Tarefa proposta 1:
Segundo o trecho sobre as CPIs, qual é o prazo de uma CPI na Câmara dos Deputados e como ele pode ser prorrogado?
Tarefa proposta 2:
Prossiga o texto sobre as CPIs a partir da última frase apresentada.

Trecho do texto:
-.-.-

O requerimento deve especificar um fato determinado. Isso significa um acontecimento de relevante interesse público, devidamente caracterizado. Não se pode requerer a investigação de uma situação genérica, mas sim de uma irregularidade concreta. É importante notar que, embora o objeto inicial seja determinado, a comissão pode ampliar o leque de investigação se descobrir outros fatos conexos durante os trabalhos, mediante aditamento do objeto inicial.
As CPIs têm caráter temporário e são criadas por prazo certo.
Câmara dos Deputados: O prazo é de 120 dias, prorrogável por até metade (60 dias), mediante deliberação do Plenário.
Senado Federal: O prazo é determinado no requerimento de criação e pode ser prorrogado sucessivas vezes, tendo como limite a legislatura em que foi criada.
Após o recebimento e publicação do requerimento, os líderes partidários indicam os membros da CPI. A composição, tanto de titulares quanto de suplentes, deve seguir, tanto quanto possível, a representação proporcional dos partidos ou blocos parlamentares. A instalação da CPI é efetivada após a designação dos membros. Em seguida, é eleita a mesa diretora (presidente e vice-presidente) e o relator é designado pelo presidente, obedecendo à proporcionalidade partidária.
Ponto importante para concursos e diferenças recentes:
Regra anterior (Constituição de 1967 e Emenda nº 1/69): Limitava a cinco CPIs simultâneas, salvo decisão contrária da maioria da respectiva Câmara.
Regra atual (Câmara dos Deputados): Se houver cinco CPIs em funcionamento ao mesmo tempo na Câmara, a criação de uma nova só pode ocorrer mediante projeto de resolução com o quórum de um terço dos membros, e não por simples requerimento. Caso contrário, o requerimento aguardará na fila.
Senado Federal e Regimento Comum (CPMI): Não há previsão de tal exigência de limite de cinco CPIs em funcionamento.

-.-.-

Dados fornecidos:

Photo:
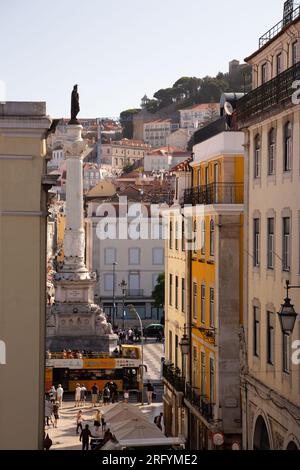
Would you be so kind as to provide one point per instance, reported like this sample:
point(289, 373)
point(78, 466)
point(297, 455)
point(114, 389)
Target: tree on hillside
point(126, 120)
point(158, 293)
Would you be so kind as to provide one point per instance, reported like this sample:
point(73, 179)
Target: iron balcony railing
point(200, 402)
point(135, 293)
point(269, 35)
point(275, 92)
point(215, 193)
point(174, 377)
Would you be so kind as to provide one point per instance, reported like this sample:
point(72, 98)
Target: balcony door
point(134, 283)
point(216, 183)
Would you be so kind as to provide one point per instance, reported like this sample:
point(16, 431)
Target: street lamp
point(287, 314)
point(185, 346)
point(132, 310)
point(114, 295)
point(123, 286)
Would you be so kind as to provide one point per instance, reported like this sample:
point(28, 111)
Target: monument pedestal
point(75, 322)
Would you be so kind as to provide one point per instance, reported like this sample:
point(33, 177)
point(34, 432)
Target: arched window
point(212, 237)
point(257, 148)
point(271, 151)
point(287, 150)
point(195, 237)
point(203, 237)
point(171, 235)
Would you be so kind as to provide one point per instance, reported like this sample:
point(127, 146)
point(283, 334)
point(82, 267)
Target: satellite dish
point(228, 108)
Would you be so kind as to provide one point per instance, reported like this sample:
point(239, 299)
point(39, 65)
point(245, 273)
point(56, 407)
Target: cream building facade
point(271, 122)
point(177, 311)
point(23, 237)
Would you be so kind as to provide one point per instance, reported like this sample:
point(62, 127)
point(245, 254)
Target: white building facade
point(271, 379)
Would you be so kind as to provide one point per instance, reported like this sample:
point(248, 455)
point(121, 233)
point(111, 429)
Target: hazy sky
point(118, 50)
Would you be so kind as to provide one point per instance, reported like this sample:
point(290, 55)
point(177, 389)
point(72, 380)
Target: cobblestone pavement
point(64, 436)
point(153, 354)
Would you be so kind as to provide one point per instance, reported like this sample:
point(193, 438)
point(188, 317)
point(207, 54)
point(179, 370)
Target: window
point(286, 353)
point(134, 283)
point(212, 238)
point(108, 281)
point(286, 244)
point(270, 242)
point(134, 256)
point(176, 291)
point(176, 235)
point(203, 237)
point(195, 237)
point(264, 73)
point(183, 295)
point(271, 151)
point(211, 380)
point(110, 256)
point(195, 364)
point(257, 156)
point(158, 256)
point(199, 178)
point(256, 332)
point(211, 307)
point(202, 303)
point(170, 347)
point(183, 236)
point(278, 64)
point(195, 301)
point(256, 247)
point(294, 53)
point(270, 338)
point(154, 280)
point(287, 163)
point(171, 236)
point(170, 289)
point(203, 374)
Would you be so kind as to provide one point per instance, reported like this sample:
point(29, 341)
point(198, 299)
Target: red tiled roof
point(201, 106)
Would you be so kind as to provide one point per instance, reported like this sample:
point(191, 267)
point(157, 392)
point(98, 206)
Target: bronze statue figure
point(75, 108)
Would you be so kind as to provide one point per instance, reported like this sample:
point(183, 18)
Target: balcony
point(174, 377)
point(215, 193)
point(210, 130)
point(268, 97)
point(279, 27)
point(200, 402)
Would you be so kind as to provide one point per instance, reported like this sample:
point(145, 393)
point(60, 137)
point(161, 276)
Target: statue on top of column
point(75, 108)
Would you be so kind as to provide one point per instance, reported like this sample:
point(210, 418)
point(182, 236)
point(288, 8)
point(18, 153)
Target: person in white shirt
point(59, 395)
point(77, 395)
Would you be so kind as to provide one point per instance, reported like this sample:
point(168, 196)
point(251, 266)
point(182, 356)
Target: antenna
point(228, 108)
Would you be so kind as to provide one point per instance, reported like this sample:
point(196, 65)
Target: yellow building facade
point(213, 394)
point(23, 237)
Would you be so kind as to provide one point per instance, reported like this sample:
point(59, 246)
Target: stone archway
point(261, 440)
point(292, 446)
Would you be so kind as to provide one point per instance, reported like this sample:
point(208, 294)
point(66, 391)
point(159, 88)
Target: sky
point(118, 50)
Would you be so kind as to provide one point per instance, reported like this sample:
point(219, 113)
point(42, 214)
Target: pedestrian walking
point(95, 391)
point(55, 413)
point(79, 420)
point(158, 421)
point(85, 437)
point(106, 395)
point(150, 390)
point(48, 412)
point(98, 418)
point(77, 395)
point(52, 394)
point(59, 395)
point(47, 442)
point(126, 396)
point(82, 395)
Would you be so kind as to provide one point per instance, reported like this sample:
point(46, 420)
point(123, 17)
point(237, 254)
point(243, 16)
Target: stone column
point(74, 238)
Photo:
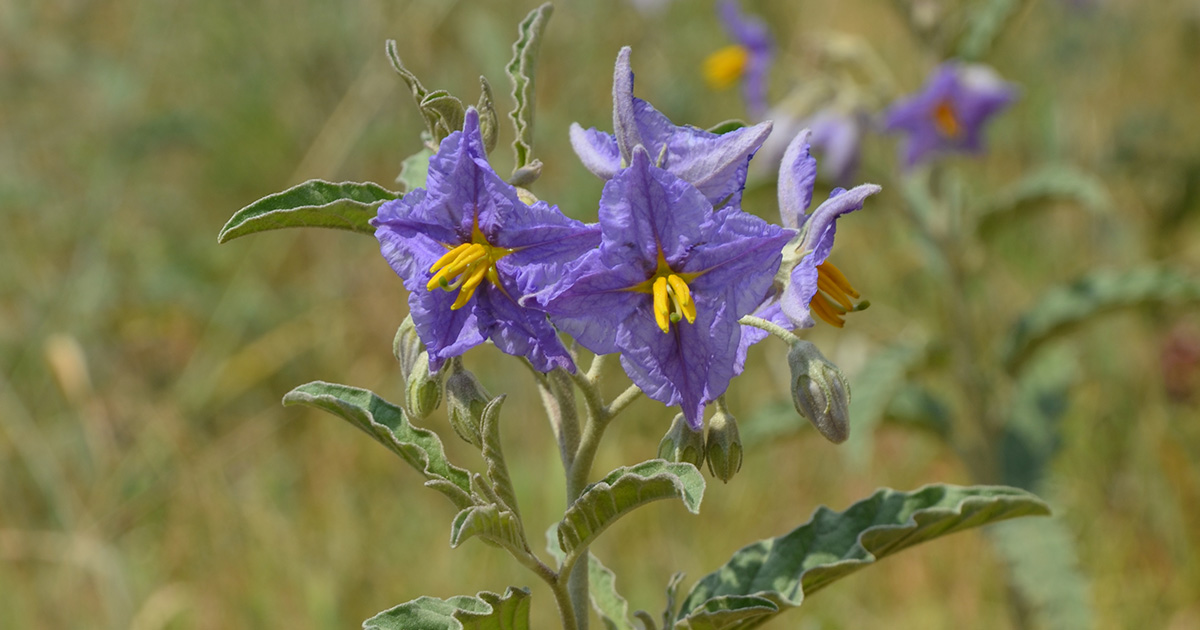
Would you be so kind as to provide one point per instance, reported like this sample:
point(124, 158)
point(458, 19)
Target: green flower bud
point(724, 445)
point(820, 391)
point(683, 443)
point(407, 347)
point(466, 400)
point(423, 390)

-.-.-

Resposta escrita 1:
O prazo é de 120 dias, prorrogável por até metade (60 dias), mediante deliberação do Plenário.

Resposta escrita 2:
As CPIs possuem poderes de investigação próprios das autoridades judiciais, o que as torna ferramentas potentes. Isso significa que, nos atos processuais, aplicam-se subsidiariamente as disposições do Código de Processo Penal.
Realizar diligências e sindicâncias: A CPI pode determinar as diligências que julgar necessárias e incumbir seus membros ou funcionários para realizá-las.
Convocação e oitiva: Podem convocar Ministros de Estado, tomar depoimento de qualquer autoridade (federal, estadual, municipal), inquirir testemunhas sob compromisso e ouvir investigados/indiciados.
Requisição de informações e documentos: A comissão pode requisitar de órgãos públicos e entidades da administração informações ou documentos de qualquer natureza, inclusive sigilosos.
Quebra de sigilos (bancário, fiscal, de dados e telefônico): As CPIs podem decretar a quebra desses sigilos, desde que haja interesse público, decisão fundamentada e demonstração da necessidade como meio de prova.
Requerer auditorias ao Tribunal de Contas da União (TCU).
Deslocamento territorial: Podem se deslocar a qualquer ponto do território nacional para investigações e audiências públicas.
Estipular prazos: Para o atendimento de providências ou realização de diligências, sob as penas da lei, exceto quando da alçada de autoridade judiciária.
Busca e apreensão (em locais não-domiciliares): As CPIs possuem o poder genérico de determinar às autoridades policiais e administrativas a realização de buscas e apreensões de documentos necessários, com mandado assinado pelos membros da comissão.
Apesar de seus amplos poderes, as CPIs não são ilimitadas e estão sujeitas a controles e restrições constitucionais e legais. É um tema muito cobrado em concursos públicos.
Os poderes das CPIs não são idênticos aos dos magistrados, pois alguns são reservados pela Constituição exclusivamente ao Poder Judiciário.
Decretar indisponibilidade de bens.
Decretar prisão preventiva ou temporária: A CPI só pode decretar prisão em flagrante delito, em casos de crimes cometidos durante suas reuniões (ex: falso testemunho, desobediência, desacato).
Determinar afastamento de cargo ou função pública durante a investigação.
Decretar busca e apreensão domiciliar: A inviolabilidade domiciliar (CF, art. 5º, XI) exige determinação judicial. A CPI carece de competência para isso.
Decretar interceptação telefônica (grampo): A Constituição (art. 5º, XII) exige ordem judicial para a interceptação de comunicações telefônicas. A CPI pode quebrar o sigilo de dados telefônicos (identificação de chamadas), mas não o conteúdo das conversas.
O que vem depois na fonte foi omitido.